**Task requirements:** Could you reproduce, word for word, the records from their very first line down to and including the line that contains "[[181, 50, 455, 399]]"?

━━━━━━━━━━

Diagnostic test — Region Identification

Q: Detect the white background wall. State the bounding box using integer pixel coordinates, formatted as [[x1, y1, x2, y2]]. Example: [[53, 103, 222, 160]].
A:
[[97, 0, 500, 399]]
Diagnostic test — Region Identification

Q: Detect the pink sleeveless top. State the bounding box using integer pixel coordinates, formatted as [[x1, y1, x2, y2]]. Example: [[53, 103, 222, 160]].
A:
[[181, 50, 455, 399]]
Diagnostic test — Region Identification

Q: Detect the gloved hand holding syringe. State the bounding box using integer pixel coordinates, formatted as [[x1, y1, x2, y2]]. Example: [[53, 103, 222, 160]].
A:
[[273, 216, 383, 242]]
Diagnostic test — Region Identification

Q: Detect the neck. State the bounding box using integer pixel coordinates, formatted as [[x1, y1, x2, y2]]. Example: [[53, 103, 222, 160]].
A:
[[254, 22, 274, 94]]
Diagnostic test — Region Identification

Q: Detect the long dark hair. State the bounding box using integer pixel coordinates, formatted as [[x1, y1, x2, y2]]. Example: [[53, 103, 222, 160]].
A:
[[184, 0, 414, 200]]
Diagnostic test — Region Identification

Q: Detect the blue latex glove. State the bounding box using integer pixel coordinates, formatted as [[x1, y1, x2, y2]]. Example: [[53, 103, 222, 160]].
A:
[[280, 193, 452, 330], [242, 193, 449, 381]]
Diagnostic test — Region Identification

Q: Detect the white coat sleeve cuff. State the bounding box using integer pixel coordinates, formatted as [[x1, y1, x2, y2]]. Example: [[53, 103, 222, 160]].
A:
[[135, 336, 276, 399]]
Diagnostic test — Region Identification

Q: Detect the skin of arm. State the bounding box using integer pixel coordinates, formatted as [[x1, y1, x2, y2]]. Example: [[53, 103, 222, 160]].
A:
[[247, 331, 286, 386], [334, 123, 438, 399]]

━━━━━━━━━━

**Solution to the problem:**
Diagnostic test — Region Identification

Q: Detect the white background wall. State the bounding box using integer pixel coordinates, formatted as [[x1, y1, x2, y2]]. Example: [[53, 103, 222, 160]].
A:
[[97, 0, 500, 399]]
Diagnostic test — Region Identification

Q: Detect the pink sleeveless top. State the bounding box using integer pixel coordinates, formatted as [[x1, y1, x2, y2]]. Example: [[53, 103, 222, 160]].
A:
[[181, 50, 455, 399]]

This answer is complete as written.